__Text section__.
------------------------

10th Daimyō of Nisshōji Domain
- In office 1844–1868
- Monarchs: Shōgun Tokugawa Ieyoshi; Tokugawa Iesada; Tokugawa Iemochi; Tokugawa Yoshinobu;
- Preceded by: Ichihashi Nagatomi
- Succeeded by: < position abolished >

Imperial Governor of Nishiōji
- In office 1869–1871
- Monarch: Emperor Meiji

Personal details
- Born: July 21, 1821
- Died: January 17, 1882 (aged 60)
- Parent: Sakai Tadakata (father);

= Ichihashi Nagakazu =

Last Daimyō of the Nisshōji domain

Ichihashi Nagakazu (市橋長和) was the 10th (and final) daimyō of Nisshōji Domain in Bakumatsu period Japan and was the 11th hereditary chieftain of the Ichihashi clan.
Before the Meiji Restoration, his courtesy title was Oki-no-kami, and his Court rank was Senior Fourth Rank.

==Biography==
Ichihashi Nagakazu was the fourth son of Sakai Tadakata, daimyō of Shōnai Domain in northern Japan. He was adopted as heir to Ichihashi Nagatomi of Nisshōji Domain in 1843 and was received in formal audience by Shogun Tokugawa Iemochi in the following year. Ichihashi Nagatomi retired a few weeks afterwards, and he became daimyō, initially with the courtesy title of Shimōsa-no-kami. Following the Perry Expedition in 1853, the country was plunged into turmoil, and foreseeing the high probability of conflict in the near future, he turned the domain's resources into the production of gunpowder. In 1862, he formally changed the domain's name from Nisshiōji Domain to Nishiōji Domain (西大路藩). In December 1867, he pledged fealty to the new Meiji government and was ordered to seize control of the territories in Ōmi Province belonging to Kawagoe Domain, which had remained loyal to the Tokugawa. He later requested to be excepted from further military service due to the small size of his army, but the request was denied. In 1868, he was assigned to the guard of Emperor Meiji when the emperor transferred his seat from Kyoto to Edo, now newly re-named Tokyo. In 1869 he became imperial governor of Nishiōji until the abolition of the han system in 1871. He relocated to Tokyo, where he resided until his death in 1882. His grave is at the clan bodaiji of Nansen-ji in Nishinipppori in Arakawa, Tokyo.

------------------------

__Supplied data__.

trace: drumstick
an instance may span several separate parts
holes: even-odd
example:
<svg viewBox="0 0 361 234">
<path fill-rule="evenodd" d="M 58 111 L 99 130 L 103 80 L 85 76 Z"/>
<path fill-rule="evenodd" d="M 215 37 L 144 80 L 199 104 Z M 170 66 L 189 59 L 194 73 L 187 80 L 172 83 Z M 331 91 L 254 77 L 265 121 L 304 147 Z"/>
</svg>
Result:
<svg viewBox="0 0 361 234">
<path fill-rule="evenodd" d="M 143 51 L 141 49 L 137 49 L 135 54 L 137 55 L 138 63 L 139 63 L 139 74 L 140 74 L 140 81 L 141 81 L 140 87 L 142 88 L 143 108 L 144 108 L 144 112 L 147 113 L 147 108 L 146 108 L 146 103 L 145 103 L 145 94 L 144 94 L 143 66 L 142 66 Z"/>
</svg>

------------------------

__Check your understanding__.
#1 List the shoguns named as monarchs during Ichihashi Nagakazu's term as daimyō of Nisshōji Domain in the text on Ichihashi Nagakazu.
#2 According to the text on Ichihashi Nagakazu, what did he turn the domain's resources to after the Perry Expedition?
#3 From the text on Ichihashi Nagakazu, duplicate the passage starting at "- Parent: Sakai" and ending at "the Ichihashi clan.".

__Answer set__.
#1
Tokugawa Ieyoshi
Tokugawa Iesada
Tokugawa Iemochi
Tokugawa Yoshinobu

#2 The production of gunpowder.

#3
- Parent: Sakai Tadakata (father);

= Ichihashi Nagakazu =

Last Daimyō of the Nisshōji domain

Ichihashi Nagakazu (市橋長和) was the 10th (and final) daimyō of Nisshōji Domain in Bakumatsu period Japan and was the 11th hereditary chieftain of the Ichihashi clan.